■ **Problem**
Output exactly, please, the lines of the records below from the one containing "You are given a photograph. For the blurred" through the final line.

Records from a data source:
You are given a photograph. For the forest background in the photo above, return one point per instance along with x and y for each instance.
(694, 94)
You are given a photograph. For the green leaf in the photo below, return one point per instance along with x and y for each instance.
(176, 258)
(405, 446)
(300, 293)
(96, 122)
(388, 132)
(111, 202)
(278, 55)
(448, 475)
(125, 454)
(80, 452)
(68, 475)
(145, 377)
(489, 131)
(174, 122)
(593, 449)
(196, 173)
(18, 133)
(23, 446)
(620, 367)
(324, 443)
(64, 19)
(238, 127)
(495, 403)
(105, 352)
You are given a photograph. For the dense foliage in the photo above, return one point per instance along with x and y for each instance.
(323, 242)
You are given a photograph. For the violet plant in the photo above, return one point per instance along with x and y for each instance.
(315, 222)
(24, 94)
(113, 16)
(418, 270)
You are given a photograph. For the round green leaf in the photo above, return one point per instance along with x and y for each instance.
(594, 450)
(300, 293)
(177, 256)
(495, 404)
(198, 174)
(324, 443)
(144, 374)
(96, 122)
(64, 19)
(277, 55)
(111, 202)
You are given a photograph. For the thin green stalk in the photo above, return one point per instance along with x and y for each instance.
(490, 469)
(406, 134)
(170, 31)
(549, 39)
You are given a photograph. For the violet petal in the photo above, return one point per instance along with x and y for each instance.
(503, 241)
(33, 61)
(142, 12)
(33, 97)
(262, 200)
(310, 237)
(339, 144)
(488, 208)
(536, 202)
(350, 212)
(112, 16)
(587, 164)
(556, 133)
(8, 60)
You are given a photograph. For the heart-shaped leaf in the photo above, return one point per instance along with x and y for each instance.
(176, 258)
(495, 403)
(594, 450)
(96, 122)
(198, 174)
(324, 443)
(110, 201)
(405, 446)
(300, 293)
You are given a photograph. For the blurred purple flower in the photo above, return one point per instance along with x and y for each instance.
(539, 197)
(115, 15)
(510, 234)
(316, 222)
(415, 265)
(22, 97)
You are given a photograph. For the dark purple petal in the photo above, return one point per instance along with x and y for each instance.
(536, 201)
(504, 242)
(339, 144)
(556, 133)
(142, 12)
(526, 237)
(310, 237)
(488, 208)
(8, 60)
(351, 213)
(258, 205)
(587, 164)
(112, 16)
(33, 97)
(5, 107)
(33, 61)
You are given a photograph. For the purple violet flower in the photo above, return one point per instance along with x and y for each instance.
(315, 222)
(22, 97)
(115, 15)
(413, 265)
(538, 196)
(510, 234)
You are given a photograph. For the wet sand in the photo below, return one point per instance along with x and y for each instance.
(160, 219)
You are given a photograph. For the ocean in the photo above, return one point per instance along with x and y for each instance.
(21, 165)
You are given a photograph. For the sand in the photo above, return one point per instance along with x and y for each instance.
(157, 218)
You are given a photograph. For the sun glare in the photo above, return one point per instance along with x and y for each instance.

■ **Exercise result**
You are given a photograph. For the blurred purple flower in the photo above, return one point per instance along with x and y for each instance.
(539, 197)
(115, 15)
(510, 234)
(316, 222)
(415, 265)
(22, 97)
You are given a photograph. For the dark purple petal in the photo above, return one point per instance along with x and y for each instance.
(536, 201)
(504, 242)
(339, 144)
(556, 133)
(142, 12)
(526, 237)
(310, 237)
(488, 208)
(8, 60)
(351, 213)
(258, 205)
(587, 164)
(112, 16)
(33, 97)
(5, 107)
(33, 61)
You are given a photograph. For the purple violet flower in the photo above, return one point per instance along with x and y for each instance.
(315, 222)
(22, 97)
(115, 15)
(413, 265)
(538, 196)
(510, 234)
You are given a photograph. For the wet sand in the photo below, return one point per instance along with x and y for each instance.
(160, 219)
You are given a photograph. For the ocean in the photo above, return one point per instance along with x and y for each instance.
(21, 165)
You are given a photograph. For the sand in the photo above, return one point per instance along with x and y for each instance.
(157, 218)
You are given a photograph. For the sun glare in the photo above, return one point per instance along with x and y for each instance.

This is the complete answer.